# Given exercise a:
Reproduce, character for character, the rows in the source records below, starting at the line that contains "of the white" and ending with the final row of the records.

····················

Tuesday: Freaked out half the day about the radio show. What would I wear? What about my hair? How could I lose ten pounds in five days? Was a face lift possible? The show was in front of a live audience, and was to be videotaped. I told Amadeus, “It’ll be fine. Surely I’ll find something in the closet that will work.” Between you and me, I was a little sad, but what could I do? As I’ve said, I chose this lifestyle, and it’s just not a hair salon, new dress type of deal.

Wednesday: Opened e-mail. Received notice of a PayPal donation from a friend/reader in New Zealand, the largest in the history of this blog. He wasn’t aware of any of the above–it was just a huge, serendipitous act of generosity. It still overwhelms me to talk about it, but you can read about it here.

Thursday: Bill paying! Shopping! Later, a friend came over with a miraculous hair straightening tool. I modeled my beautiful new copper-colored dress, and she and Amadeus oohed and aahed. Later, I went to hear my hubby make music with some other seriously talented musicians, and a drunk lady gave me her bracelet. I’ve since returned it, but it was such a nice gesture. Plus, it went with the dress.

Friday-Saturday: Insane non-stop fidgeting, worrying, stressing, but in an upbeat way. I asked Amadeus to take a pic of me in the new dress, so I could see what it’d look like on stage. I discovered I bore a striking resemblance to a Tootsie Roll. I rummaged around and finally found something I felt comfy in.*

Sunday: The Radio Show!** And another t-shirt! Followed by lovely people who told me how much they enjoyed my story! Followed by a margarita! Followed by a nap!

Monday: I was in the newspaper! Because of the above thing! I can’t stop typing exclamation points!

Tuesday: Another sweetheart of a blog friend, this one in New Hampshire, e-mailed to say that, in honor of the NPR show, he was sending me a gift–an entire mess of garlic from his garden and a new CD. It arrived today. Seeing that box of thoughtfulness sitting on the doorstep made my heart all melty. By the way, “a mess” equals fifteen bulbs.

There was so much goodness woven into the week, so many great moments. Songwriting with my hubby. The company of friends. Words of encouragement. Laughter. Little miracles here and there that let us know things are going to be okay.

The weather continues to improve. Life gets rough. Things gets tough. Then the world becomes beautiful once again. Rinse and repeat. That’s the way things work in Lalaland. I’m so fortunate, and so grateful. 

 

*It’s something I later discovered looked like a festive mumu on film, but living in Lalaland allows me to stay in denial about it until I see the video.

**I’ll post links to the podcast as soon as they become available.

 

 

 

Release Your Inner Ham

I was invited to read one of my stories at an event I’ve grown very fond of. It’s held every couple of months in the lounge of a hotel in a neighboring town, and participants are given fifteen glorious minutes to perform. They invite you once; if you’re decent, they invite you back. “You’re family now,” the organizer told me after my first go-round, which made me feel happy, as though I’d successfully carried out a hit and had been invited to join the Gambino family.

It’s different every time. The other night, there were four poets, a magician, a comedian and popular local singer. I was the sole storyteller on the bill, the only woman performing (though the emcee was female), and one of the oldest human beings on the stage. I took the responsibility seriously. Holding people’s attention for fifteen minutes can be tricky, especially when alcohol’s involved.

····················

# Given exercise b:
Write out word for word the part of the blog post above starting at "There was so" and ending at "to be okay.".

[Source records]
····················

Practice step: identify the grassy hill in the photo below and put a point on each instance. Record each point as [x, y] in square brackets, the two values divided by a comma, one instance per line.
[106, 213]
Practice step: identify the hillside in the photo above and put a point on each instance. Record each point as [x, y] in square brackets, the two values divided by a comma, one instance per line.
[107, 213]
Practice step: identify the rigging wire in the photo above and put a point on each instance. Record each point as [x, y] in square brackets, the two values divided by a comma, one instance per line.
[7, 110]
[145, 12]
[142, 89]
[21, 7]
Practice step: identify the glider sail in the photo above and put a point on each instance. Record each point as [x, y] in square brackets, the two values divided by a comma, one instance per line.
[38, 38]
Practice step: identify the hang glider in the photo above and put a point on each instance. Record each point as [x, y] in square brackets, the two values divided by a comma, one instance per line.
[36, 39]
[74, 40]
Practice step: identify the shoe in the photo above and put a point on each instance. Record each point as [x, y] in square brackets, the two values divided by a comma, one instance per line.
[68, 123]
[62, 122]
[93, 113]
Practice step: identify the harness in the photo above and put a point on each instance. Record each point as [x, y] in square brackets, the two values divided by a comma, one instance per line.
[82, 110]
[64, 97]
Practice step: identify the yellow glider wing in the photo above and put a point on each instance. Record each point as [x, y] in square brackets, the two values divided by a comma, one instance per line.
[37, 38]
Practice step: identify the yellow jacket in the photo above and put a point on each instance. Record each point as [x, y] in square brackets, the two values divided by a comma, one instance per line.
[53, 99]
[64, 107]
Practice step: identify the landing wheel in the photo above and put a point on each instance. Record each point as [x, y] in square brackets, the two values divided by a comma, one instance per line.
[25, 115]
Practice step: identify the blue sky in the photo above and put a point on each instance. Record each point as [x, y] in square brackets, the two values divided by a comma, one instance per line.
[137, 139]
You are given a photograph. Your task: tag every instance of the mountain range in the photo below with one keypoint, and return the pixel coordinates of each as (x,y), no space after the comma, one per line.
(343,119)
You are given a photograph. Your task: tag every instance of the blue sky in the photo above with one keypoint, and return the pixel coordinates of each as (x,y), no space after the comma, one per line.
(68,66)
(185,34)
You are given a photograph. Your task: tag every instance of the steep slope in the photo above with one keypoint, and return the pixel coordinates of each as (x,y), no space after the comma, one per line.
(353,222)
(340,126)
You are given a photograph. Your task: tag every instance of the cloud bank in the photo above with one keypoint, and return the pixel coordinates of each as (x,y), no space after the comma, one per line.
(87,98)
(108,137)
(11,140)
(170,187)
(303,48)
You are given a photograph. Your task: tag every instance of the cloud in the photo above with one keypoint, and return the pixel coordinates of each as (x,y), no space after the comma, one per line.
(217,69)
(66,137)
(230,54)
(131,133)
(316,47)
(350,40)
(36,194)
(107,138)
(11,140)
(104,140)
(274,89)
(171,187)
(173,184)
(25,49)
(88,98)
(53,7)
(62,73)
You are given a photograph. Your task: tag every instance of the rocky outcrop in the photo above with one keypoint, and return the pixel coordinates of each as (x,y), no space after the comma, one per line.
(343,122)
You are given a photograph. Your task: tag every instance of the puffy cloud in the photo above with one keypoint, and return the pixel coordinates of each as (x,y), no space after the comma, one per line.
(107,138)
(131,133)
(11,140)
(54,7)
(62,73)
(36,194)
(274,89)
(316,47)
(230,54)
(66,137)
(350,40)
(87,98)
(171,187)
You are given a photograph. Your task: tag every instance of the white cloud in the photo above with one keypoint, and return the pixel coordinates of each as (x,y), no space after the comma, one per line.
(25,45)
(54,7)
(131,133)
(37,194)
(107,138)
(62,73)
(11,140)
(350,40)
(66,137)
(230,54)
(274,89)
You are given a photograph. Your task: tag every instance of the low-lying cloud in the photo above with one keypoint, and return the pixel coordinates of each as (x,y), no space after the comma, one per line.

····················

# Full output a:
You are given a photograph. Your task: tag every instance of the white cloud in the photo above with one keypoint, and return the pixel coordinates of each as (x,y), no space after the comma, one per line.
(25,45)
(54,7)
(131,133)
(37,194)
(107,138)
(62,73)
(11,140)
(350,40)
(66,137)
(230,54)
(274,89)
You are given a photograph. Your task: tag every instance of the low-lying cloud in the photo above with one keypoint, and return the pixel coordinates of each as (x,y), no space after the comma, one per line.

# Full output b:
There was so much goodness woven into the week, so many great moments. Songwriting with my hubby. The company of friends. Words of encouragement. Laughter. Little miracles here and there that let us know things are going to be okay.